**What you will do:**
Output the data verbatim, minus the images.

**Input records:**
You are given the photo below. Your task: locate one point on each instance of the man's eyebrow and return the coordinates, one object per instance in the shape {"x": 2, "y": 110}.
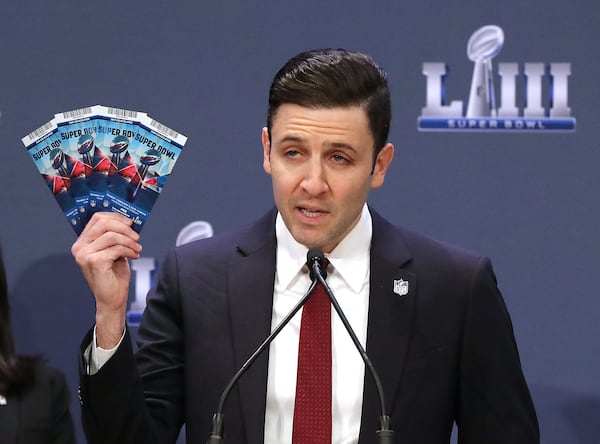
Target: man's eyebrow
{"x": 339, "y": 145}
{"x": 292, "y": 138}
{"x": 327, "y": 144}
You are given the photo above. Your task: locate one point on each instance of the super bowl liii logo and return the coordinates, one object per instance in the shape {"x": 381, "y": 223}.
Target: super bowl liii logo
{"x": 482, "y": 113}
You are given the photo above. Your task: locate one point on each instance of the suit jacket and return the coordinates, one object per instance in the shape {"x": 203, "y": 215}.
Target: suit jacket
{"x": 445, "y": 351}
{"x": 40, "y": 414}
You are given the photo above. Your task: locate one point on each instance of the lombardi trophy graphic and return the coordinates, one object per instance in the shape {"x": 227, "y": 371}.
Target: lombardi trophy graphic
{"x": 483, "y": 46}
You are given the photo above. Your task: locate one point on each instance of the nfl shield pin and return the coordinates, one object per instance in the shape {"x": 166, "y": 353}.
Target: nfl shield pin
{"x": 400, "y": 287}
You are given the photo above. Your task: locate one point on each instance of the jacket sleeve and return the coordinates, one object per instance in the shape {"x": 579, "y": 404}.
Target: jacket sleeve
{"x": 138, "y": 398}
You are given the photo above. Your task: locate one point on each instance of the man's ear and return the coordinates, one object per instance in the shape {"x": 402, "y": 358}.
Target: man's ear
{"x": 266, "y": 151}
{"x": 382, "y": 163}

**Exercise result:**
You are given the photo below. Your task: locate one point on each instance of the man's eyebrow and return the coordinates, one object per instance in the shape {"x": 2, "y": 110}.
Target: man's eyebrow
{"x": 339, "y": 145}
{"x": 292, "y": 138}
{"x": 327, "y": 144}
You are given the photo above. Your task: locate one point on each instance of the super bowl liii logo and return the coordinates, one object per instance in the shape {"x": 381, "y": 223}.
Target: super bowl liii logo
{"x": 482, "y": 113}
You are given the photo above. Your task: locate one point on each instance of the suit jacket and return the coordinates, one object per instance in the shape {"x": 203, "y": 215}.
Target: suit jacket
{"x": 445, "y": 351}
{"x": 40, "y": 414}
You are given the photo above. Your task: locate one point on each instance of the lombardi trophy graphic and return the coordinates, one object per instance in the shape {"x": 227, "y": 371}.
Target: lombardi trophy graphic
{"x": 483, "y": 46}
You are given the photo above. Your task: locate one point on each instance of the nfl shield pin and return the coordinates, one object per instance in the shape {"x": 166, "y": 353}.
Target: nfl shield pin
{"x": 400, "y": 287}
You are given the photo above. Your task: locate one point on each instance of the jacket sleeve and return the coordinates, one object per instance in the shape {"x": 579, "y": 404}.
Target: jacket sleeve
{"x": 138, "y": 398}
You are given the photo above. Your task: locate one point on each instance of the man's ear and return the coordinates, one object per instance in the shape {"x": 402, "y": 358}.
Target: man's ear
{"x": 266, "y": 151}
{"x": 382, "y": 163}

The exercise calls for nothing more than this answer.